• Work to be completed: Would you return the entries below exactly from the line containing "[(349, 139), (51, 198), (90, 81)]" onward, ending with the final line and including it, and nothing else?

==== Records provided ====

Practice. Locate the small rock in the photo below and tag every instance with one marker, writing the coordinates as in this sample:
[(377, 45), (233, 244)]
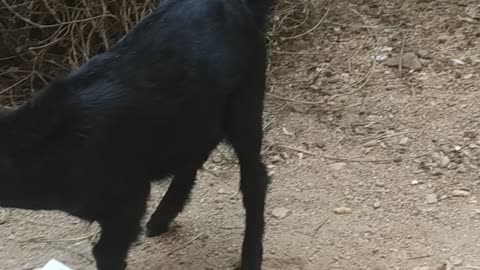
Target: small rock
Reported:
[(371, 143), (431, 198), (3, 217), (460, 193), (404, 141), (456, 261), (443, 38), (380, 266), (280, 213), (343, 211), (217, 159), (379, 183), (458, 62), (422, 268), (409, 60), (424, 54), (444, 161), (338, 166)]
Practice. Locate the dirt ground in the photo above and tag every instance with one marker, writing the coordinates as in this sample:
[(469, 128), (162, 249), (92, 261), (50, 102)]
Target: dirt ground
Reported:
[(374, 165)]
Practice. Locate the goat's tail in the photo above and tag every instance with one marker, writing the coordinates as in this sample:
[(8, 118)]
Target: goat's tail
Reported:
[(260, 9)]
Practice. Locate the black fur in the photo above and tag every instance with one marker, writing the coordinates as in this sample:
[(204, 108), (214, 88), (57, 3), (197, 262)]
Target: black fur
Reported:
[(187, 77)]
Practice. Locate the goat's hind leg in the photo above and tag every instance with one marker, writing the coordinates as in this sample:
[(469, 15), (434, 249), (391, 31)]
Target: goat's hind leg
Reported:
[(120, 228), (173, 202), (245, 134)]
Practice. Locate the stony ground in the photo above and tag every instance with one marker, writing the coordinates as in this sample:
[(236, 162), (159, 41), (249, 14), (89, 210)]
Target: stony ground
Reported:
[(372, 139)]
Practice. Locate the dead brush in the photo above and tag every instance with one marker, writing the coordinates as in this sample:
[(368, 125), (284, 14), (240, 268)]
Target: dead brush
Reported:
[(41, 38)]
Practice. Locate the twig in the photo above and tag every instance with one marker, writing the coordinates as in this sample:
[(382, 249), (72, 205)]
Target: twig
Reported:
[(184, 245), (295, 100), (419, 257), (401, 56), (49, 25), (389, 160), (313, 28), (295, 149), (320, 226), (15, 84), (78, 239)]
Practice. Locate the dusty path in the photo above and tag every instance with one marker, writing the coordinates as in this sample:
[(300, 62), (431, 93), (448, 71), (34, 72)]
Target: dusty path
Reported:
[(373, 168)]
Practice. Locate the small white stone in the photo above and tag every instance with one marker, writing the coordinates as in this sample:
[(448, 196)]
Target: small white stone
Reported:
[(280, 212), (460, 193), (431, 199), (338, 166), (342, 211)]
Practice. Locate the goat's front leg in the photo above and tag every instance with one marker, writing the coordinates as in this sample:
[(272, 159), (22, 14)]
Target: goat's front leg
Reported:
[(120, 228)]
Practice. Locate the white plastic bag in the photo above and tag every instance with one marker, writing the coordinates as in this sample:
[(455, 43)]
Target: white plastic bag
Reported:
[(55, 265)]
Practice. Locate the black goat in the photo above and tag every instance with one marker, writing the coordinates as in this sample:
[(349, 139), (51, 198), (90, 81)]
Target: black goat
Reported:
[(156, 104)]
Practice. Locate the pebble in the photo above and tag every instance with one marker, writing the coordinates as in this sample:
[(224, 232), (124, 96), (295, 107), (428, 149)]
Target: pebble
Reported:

====

• Output for this exercise:
[(349, 139), (51, 198), (90, 81)]
Target: black goat
Reported:
[(156, 104)]
Practice. Locate the pebble in the photo above and tag every instance with one marker, writing the coordinates as in this sample:
[(224, 232), (124, 96), (295, 107), (428, 149)]
Target: pebble
Reported:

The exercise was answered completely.